(Dataset excerpts on pointing to objects)
###

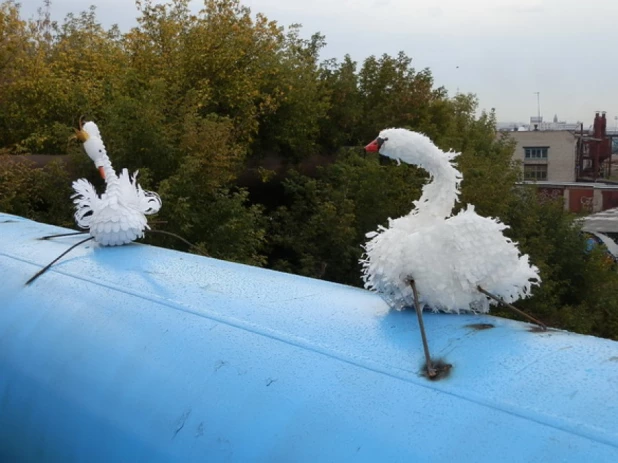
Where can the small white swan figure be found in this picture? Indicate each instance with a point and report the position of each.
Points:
(118, 216)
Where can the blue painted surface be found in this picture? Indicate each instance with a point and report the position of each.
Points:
(143, 354)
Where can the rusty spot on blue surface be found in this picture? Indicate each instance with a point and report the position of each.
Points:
(480, 326)
(442, 368)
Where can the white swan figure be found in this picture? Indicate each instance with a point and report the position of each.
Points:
(118, 216)
(448, 257)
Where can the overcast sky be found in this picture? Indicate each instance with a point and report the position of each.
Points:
(502, 50)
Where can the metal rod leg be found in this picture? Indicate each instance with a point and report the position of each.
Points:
(44, 269)
(513, 308)
(431, 372)
(48, 237)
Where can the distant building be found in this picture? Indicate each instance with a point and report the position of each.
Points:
(546, 155)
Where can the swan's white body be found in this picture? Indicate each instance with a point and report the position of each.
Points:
(447, 256)
(118, 216)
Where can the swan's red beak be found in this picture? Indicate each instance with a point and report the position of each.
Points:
(373, 147)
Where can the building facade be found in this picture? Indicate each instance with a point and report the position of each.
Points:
(546, 155)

###

> _WHAT THE TASK ASKS_: Arrange the lines of the listing as a JSON list of strings, one string per line and no blank lines. Begin at the line containing "Where can the white" and continue through the end of the listing.

> _SOLVED PROBLEM_:
[
  "Where can the white swan figure be found in this picture? Indicate each instance with a point and report the position of each.",
  "Points:",
  "(118, 216)",
  "(448, 257)",
  "Where can the overcast sky be found in this picture? Indicate each instance with a point and report the position of each.",
  "Points:",
  "(502, 50)",
  "Where can the metal rod leg be found in this picture? Indicate each instance with a point and report the position of each.",
  "Points:",
  "(44, 269)",
  "(513, 308)",
  "(431, 372)",
  "(48, 237)",
  "Where can the distant building be found in this picture? Indicate each instance with a point and report the position of each.",
  "Points:",
  "(546, 155)",
  "Where can the swan's white body be found in this picture? Indicate each instance with a point and report the position of each.",
  "Points:",
  "(447, 256)",
  "(118, 216)",
  "Where can the swan's red beak be found in this picture? Indicate each instance with a point and report the position of each.",
  "Points:",
  "(373, 147)",
  "Where can the building facade be found in this picture? Indicate each instance with a point and report the position of each.",
  "Points:",
  "(546, 155)"
]